■ TASK STATEMENT ■
Nothing but a number should be given: how many lines of the records include "trace"?

■ INPUT FOR THIS TASK ■

● ● ● ●

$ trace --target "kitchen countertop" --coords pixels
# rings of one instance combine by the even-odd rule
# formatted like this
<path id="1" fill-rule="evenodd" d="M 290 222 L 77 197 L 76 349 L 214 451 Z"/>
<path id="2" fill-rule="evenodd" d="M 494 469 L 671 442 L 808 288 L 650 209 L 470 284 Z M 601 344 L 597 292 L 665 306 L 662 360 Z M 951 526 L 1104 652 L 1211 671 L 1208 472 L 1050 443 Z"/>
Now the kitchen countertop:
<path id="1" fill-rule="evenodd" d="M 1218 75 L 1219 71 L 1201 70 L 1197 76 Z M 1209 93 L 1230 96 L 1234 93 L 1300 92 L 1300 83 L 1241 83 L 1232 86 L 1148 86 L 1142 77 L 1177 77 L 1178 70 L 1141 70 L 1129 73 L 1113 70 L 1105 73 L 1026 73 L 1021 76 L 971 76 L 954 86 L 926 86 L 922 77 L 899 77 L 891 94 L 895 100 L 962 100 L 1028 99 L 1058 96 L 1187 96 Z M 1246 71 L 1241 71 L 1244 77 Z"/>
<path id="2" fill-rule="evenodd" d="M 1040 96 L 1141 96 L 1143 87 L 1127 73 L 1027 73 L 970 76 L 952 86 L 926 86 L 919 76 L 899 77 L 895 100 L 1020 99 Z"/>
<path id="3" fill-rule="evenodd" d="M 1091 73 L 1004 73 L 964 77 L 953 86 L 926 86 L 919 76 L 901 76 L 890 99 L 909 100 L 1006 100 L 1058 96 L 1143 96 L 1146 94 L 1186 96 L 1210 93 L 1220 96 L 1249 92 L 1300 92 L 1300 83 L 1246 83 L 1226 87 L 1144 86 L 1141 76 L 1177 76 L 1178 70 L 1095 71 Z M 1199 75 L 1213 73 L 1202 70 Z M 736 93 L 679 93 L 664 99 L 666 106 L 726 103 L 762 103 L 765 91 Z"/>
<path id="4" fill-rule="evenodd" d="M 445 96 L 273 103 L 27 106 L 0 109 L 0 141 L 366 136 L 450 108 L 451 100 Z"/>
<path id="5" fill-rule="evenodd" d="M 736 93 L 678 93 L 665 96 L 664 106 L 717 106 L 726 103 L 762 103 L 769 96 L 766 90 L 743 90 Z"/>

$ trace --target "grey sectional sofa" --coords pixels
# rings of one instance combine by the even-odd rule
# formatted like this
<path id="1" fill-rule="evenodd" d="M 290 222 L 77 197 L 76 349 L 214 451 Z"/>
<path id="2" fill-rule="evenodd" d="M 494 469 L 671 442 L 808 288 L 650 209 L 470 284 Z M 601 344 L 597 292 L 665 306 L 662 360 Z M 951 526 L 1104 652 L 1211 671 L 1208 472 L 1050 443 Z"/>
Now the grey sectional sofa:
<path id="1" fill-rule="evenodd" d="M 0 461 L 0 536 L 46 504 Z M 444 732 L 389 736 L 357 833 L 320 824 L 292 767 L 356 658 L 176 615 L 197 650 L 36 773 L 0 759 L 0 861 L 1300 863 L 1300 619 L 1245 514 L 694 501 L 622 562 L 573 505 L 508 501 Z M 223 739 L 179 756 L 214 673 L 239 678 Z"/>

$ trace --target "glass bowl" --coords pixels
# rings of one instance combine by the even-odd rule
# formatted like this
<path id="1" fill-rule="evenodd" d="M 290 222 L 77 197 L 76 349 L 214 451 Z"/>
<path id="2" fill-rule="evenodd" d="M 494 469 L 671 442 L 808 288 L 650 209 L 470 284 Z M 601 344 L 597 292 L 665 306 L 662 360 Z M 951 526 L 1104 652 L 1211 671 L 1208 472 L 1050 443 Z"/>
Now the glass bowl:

● ● ● ●

■ COMPLETED EXERCISE ■
3